No domingo passado, neste mesmo espaço, finalizamos o artigo “Democracia e imprensa” mencionando a dependência, para uma democracia substantiva, da seriedade no uso da liberdade de opinião e de comunicação, notadamente pelos profissionais da área. Tínhamos em mente o problema dos principais vícios que podem permear tal atividade. Para cada um deles, refletir-se-ão sintomas de uma democracia capenga.

Um primeiro grave problema é a cooptação política dos meios de comunicação. Ou seja, quando, sob a casca de veículos de informação, tem-se instrumentos disfarçados de dominação. Por eles, o que se veicula são versões dolosamente manipuladas dos fatos e das ideias, para favorecimento tanto de agentes públicos quanto privados.

O maléfico nesse cenário é o engodo deliberado e orientado para a manutenção ou conquista do poder, não tanto a parcialidade de visão ideológica, ínsita na natureza humana, contra a qual o pluralismo de orientação das agências é o melhor dos antídotos. Quando a notícia é simples instrumento de luta, a mentira graceja e parasita até a morte a liberdade que a permitiu surgir, com prejuízo ao direto à informação do cidadão.

 Trata-se de chaga desgraçadamente comum no Brasil, pela conhecida vinculação de órgãos de imprensa, veículos de televisão e de radiodifusão a grupos políticos tradicionais. Contribui, certamente, como um dos fortes motivos da baixa densidade de nossa democracia.

Extremamente maléfica, igualmente, para a prática democrática, por motivos aproximados aos já citados, é a instrumentalização dos veículos de comunicação para atender a interesses econômicos das próprias estruturas empresariais que deles são proprietárias ou mantenedoras. É o caso, por exemplo, quando notícias são insistentemente publicadas para catapultar anúncios ou induzir ações que, em última instância, sirvam apenas para incremento de lucros de seus próprios veiculadores.

Essa realidade pode ser observada no frequente uso de blogs e colunas em periódicos como forma de, através de insistentes pautas negativas – muitas vezes falsas –, levar o destinatário a oferecer vantagens em troca do silêncio ou de uma linha editorial mais benevolente.

Outro grave mal no exercício da liberdade de comunicação como sustentáculo de uma democracia de qualidade: o desprezo de métodos críticos para a construção da versão de fato levada a público.

Extratos de dados
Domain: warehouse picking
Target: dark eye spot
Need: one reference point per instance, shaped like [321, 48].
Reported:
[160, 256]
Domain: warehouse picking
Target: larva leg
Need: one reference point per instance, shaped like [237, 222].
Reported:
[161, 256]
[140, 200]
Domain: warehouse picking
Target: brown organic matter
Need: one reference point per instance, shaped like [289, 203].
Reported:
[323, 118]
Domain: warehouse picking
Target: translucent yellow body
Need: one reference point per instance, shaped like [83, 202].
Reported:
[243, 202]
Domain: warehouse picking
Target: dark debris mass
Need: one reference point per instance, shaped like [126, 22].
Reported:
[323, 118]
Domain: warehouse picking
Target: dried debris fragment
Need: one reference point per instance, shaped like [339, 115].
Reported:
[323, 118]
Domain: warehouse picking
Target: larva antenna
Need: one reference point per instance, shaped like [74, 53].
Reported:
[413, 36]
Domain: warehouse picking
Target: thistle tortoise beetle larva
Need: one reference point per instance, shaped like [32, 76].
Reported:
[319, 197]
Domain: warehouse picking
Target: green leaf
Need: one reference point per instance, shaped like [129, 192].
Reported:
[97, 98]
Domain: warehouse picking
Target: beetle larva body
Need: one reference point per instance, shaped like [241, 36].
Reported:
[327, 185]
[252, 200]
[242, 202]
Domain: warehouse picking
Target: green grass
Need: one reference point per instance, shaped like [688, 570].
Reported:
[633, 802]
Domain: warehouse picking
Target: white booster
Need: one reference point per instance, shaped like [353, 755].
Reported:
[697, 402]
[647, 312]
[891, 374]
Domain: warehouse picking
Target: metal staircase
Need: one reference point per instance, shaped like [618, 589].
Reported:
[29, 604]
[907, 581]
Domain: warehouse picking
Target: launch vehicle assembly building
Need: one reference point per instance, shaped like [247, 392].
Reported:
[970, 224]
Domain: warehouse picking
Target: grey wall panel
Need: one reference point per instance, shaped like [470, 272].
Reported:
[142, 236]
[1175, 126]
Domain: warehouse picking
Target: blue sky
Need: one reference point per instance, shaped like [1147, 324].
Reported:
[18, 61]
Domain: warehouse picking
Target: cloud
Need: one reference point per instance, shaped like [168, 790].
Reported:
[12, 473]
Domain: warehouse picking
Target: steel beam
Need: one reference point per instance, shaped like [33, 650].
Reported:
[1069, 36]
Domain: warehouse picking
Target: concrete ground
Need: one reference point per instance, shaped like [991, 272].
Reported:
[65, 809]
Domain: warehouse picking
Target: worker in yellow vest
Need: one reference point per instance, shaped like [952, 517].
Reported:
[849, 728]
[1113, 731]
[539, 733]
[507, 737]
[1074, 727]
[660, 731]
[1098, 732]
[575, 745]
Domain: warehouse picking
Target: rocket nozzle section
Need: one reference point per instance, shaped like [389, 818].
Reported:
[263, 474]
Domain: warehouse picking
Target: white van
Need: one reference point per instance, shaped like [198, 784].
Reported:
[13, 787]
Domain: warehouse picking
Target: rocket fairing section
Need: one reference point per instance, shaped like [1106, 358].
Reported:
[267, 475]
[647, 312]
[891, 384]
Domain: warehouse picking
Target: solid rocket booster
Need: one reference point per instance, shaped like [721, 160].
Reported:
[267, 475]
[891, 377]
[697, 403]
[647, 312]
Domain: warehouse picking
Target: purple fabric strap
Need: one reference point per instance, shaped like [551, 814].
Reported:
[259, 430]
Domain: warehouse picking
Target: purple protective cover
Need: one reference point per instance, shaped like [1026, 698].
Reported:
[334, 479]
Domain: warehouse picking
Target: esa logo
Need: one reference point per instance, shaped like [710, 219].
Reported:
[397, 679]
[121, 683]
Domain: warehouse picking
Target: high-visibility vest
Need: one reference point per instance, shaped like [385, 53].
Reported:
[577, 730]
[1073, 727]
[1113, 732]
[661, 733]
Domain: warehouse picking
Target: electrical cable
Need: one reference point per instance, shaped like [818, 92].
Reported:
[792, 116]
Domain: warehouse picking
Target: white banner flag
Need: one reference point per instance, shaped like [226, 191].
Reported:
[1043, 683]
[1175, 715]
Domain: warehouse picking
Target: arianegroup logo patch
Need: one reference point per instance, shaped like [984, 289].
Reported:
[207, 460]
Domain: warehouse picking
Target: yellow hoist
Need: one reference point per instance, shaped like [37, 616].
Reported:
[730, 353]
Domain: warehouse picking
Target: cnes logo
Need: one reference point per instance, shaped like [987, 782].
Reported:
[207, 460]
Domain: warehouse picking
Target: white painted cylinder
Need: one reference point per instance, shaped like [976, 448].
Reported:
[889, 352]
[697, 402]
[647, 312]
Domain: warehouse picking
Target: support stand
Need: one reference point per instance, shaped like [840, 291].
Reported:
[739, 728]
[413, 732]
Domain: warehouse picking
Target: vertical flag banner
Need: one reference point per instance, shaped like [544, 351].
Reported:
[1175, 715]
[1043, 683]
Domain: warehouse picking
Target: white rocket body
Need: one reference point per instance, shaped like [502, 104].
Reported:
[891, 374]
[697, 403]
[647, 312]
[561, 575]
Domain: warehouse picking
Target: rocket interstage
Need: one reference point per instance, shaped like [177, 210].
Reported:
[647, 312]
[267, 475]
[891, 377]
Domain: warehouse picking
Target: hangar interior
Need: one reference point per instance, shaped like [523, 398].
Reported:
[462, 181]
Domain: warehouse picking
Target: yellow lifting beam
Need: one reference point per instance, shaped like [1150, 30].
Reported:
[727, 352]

==

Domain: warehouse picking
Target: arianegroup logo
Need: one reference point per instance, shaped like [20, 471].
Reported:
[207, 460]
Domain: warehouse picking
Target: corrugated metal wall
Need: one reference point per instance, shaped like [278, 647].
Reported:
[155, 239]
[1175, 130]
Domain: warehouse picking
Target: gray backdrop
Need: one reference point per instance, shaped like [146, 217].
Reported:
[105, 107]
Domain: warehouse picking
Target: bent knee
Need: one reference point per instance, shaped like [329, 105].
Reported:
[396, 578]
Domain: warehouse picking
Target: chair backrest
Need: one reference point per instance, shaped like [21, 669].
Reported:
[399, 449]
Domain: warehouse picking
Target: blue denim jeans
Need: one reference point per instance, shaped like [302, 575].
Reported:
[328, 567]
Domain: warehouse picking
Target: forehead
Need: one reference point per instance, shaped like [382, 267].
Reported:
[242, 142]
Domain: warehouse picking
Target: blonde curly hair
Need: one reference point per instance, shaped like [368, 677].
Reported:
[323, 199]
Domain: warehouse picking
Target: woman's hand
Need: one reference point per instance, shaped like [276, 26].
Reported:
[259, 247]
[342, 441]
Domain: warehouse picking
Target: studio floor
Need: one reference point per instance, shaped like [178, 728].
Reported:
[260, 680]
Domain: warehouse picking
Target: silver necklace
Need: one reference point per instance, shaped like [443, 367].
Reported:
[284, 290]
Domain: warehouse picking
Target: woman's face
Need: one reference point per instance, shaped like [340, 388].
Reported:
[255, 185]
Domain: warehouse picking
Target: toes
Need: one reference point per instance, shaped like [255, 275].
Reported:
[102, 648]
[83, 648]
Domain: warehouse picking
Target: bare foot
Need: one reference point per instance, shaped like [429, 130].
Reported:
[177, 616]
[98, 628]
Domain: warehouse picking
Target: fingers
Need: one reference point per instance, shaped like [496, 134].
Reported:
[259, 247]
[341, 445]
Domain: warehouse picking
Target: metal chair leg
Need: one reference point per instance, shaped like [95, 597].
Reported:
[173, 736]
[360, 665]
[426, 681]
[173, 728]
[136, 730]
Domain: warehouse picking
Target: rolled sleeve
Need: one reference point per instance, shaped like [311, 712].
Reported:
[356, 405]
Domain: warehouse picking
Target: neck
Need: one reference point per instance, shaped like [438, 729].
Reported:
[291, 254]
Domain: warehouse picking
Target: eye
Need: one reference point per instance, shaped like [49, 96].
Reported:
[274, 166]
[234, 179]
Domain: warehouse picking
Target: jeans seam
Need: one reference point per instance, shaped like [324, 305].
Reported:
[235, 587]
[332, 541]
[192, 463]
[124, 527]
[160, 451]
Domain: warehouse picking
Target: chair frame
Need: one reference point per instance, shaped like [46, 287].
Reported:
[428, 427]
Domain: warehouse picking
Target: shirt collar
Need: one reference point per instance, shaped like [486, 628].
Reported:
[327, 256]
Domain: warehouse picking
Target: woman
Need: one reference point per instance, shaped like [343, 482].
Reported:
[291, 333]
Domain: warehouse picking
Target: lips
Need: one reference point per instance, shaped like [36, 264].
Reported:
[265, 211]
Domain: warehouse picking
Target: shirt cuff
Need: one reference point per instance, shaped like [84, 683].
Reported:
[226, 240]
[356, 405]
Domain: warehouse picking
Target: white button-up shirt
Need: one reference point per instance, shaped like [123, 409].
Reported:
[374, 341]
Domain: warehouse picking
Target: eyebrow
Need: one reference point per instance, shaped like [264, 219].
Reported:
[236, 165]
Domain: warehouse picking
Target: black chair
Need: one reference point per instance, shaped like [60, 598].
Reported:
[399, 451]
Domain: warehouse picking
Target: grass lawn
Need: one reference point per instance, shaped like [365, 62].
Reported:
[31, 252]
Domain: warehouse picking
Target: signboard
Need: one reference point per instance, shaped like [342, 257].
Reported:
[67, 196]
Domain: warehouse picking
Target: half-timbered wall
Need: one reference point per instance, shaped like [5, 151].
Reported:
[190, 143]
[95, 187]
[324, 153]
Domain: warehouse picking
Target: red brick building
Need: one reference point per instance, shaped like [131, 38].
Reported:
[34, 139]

Etapas do exercício
**a)** Responda com base no texto sobre imprensa e democracia:
(i) Qual era o título do artigo finalizado no domingo anterior?
(ii) Qual é apontado como o primeiro grave problema?
(iii) O que é citado como o melhor dos antídotos contra a parcialidade de visão ideológica?
**b)** Edite o trecho do texto de "No domingo passado, neste" a "uma democracia capenga.", substituindo "profissionais da área" por "jornalistas".
Para responder, baseie-se apenas no texto.

Respostas
**a)**
(i) "Democracia e imprensa".
(ii) A cooptação política dos meios de comunicação.
(iii) O pluralismo de orientação das agências.

**b)**
No domingo passado, neste mesmo espaço, finalizamos o artigo “Democracia e imprensa” mencionando a dependência, para uma democracia substantiva, da seriedade no uso da liberdade de opinião e de comunicação, notadamente pelos jornalistas. Tínhamos em mente o problema dos principais vícios que podem permear tal atividade. Para cada um deles, refletir-se-ão sintomas de uma democracia capenga.